Aim of the exercise =
Copy the items below word for word, starting at the line that contains "Mark each instance of the wheel" and ending at the last line of the items.

Material provided =
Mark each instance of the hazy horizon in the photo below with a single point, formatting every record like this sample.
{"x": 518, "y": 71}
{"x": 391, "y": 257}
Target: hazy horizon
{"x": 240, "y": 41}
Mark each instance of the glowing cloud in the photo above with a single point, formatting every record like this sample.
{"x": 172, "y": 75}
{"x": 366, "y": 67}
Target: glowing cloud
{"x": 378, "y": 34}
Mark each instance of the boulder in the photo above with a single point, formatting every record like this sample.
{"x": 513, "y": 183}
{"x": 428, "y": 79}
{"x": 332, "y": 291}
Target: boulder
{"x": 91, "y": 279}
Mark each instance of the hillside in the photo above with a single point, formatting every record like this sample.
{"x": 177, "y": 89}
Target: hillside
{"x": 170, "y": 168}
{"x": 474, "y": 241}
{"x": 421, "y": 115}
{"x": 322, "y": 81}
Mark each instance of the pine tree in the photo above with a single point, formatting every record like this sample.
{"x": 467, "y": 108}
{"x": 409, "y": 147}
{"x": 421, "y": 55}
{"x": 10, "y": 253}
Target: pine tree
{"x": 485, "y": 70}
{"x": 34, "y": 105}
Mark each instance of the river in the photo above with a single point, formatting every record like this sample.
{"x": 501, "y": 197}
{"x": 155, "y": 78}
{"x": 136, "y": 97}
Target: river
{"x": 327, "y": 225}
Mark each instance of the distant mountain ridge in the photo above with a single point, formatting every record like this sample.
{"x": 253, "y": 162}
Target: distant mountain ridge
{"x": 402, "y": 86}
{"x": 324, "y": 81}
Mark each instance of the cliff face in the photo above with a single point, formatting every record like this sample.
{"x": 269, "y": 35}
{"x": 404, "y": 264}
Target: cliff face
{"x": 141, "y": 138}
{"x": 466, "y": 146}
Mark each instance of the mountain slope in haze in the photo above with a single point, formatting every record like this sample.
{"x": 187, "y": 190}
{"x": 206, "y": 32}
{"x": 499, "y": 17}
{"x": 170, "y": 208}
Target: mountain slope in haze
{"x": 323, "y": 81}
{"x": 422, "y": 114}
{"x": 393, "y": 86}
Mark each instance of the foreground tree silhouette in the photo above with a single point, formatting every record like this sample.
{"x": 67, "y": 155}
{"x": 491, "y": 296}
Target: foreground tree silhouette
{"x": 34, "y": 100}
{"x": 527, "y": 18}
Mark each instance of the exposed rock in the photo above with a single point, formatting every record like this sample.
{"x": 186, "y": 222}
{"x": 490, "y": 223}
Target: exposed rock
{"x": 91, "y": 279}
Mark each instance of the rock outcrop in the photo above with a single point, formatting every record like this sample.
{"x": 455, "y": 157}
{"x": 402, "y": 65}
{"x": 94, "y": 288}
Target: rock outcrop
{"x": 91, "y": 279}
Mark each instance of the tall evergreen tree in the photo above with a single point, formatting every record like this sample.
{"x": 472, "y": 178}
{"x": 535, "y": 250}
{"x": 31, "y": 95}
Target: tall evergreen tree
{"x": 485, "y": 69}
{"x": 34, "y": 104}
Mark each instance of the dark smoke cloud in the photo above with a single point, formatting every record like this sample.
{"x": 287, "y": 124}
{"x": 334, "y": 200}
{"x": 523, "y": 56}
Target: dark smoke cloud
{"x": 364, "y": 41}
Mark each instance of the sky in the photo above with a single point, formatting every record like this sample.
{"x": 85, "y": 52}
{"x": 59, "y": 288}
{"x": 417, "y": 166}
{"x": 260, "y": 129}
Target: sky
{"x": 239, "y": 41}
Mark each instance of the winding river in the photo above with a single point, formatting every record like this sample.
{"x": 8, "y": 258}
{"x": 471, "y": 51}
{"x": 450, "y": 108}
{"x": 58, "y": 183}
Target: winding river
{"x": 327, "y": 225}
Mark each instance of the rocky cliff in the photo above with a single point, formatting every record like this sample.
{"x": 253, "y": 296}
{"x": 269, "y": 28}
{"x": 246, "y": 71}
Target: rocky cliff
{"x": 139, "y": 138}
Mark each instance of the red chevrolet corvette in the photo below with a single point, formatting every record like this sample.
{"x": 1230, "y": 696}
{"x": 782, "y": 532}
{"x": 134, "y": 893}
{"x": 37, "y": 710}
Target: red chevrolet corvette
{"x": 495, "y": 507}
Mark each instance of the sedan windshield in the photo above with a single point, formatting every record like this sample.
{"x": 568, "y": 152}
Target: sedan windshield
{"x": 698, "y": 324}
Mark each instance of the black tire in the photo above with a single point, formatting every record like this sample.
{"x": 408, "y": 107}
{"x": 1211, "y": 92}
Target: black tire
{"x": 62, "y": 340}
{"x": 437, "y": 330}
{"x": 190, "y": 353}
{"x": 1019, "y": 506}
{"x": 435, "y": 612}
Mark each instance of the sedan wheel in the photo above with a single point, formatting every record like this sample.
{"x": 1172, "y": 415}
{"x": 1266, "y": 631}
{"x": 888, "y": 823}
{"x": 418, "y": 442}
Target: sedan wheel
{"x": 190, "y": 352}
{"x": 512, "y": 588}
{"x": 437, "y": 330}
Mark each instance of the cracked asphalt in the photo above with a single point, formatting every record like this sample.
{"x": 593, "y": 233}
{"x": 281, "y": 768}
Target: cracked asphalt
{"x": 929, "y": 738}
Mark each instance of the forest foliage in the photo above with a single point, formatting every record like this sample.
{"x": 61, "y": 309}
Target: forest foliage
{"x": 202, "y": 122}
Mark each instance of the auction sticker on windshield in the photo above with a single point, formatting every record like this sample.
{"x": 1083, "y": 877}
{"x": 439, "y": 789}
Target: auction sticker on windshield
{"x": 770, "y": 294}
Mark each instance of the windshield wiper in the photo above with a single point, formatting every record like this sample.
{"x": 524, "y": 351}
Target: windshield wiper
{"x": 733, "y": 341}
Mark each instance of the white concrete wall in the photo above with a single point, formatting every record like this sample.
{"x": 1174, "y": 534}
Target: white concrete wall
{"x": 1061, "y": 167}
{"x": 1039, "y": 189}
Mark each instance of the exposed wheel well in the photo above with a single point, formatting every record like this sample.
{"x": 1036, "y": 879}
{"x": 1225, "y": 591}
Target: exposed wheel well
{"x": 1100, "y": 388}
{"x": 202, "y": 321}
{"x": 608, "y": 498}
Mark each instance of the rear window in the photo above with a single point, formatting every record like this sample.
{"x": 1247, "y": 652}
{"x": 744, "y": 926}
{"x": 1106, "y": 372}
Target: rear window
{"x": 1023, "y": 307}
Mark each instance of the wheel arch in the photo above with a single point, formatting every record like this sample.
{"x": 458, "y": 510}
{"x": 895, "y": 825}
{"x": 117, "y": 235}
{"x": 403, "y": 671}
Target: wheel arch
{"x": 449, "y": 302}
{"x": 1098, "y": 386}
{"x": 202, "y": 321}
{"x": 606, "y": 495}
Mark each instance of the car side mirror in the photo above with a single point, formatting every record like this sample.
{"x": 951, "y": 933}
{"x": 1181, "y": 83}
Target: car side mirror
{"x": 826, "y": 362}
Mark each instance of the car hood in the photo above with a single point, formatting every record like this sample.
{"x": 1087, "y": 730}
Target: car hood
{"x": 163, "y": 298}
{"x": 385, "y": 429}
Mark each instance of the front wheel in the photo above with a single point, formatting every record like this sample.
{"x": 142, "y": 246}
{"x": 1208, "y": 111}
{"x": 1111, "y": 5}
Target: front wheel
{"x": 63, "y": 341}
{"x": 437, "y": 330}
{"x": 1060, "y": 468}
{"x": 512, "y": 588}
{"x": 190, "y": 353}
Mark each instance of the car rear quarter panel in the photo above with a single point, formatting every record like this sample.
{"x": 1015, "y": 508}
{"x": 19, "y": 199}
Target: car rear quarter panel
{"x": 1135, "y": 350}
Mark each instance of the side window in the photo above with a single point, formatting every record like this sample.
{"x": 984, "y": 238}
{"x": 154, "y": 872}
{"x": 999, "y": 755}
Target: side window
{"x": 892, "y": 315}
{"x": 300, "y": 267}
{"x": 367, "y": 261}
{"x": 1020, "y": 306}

Written response =
Mark each instance of the wheel arch in the photo above with a single point, formatting every record like this sample.
{"x": 458, "y": 510}
{"x": 895, "y": 825}
{"x": 117, "y": 235}
{"x": 403, "y": 671}
Target: wheel arch
{"x": 449, "y": 302}
{"x": 1098, "y": 386}
{"x": 202, "y": 321}
{"x": 606, "y": 495}
Mark each instance of the car side mirror in the photo above with a single point, formatting every record like this sample.
{"x": 951, "y": 933}
{"x": 1181, "y": 83}
Target: car side mirror
{"x": 826, "y": 362}
Mark each instance of the car hood in the photo above with a single point, formatting every record like this sample.
{"x": 1087, "y": 730}
Target: car hood
{"x": 163, "y": 298}
{"x": 385, "y": 429}
Mark each instance of the front wheel in the photo above with a single point, formatting every record like this sample.
{"x": 142, "y": 246}
{"x": 1208, "y": 111}
{"x": 1111, "y": 5}
Target: front wheel
{"x": 63, "y": 341}
{"x": 437, "y": 330}
{"x": 1060, "y": 468}
{"x": 512, "y": 588}
{"x": 190, "y": 353}
Mark each instance of the car rear quarter panel in the photo above with a single point, formatting every record like this sample.
{"x": 1015, "y": 508}
{"x": 19, "y": 199}
Target: car rear quarter panel
{"x": 1135, "y": 350}
Mark each instance of the side window in the photo above with a single point, formatting every record like this sample.
{"x": 984, "y": 238}
{"x": 154, "y": 872}
{"x": 999, "y": 755}
Target: side window
{"x": 892, "y": 315}
{"x": 300, "y": 267}
{"x": 367, "y": 261}
{"x": 1020, "y": 306}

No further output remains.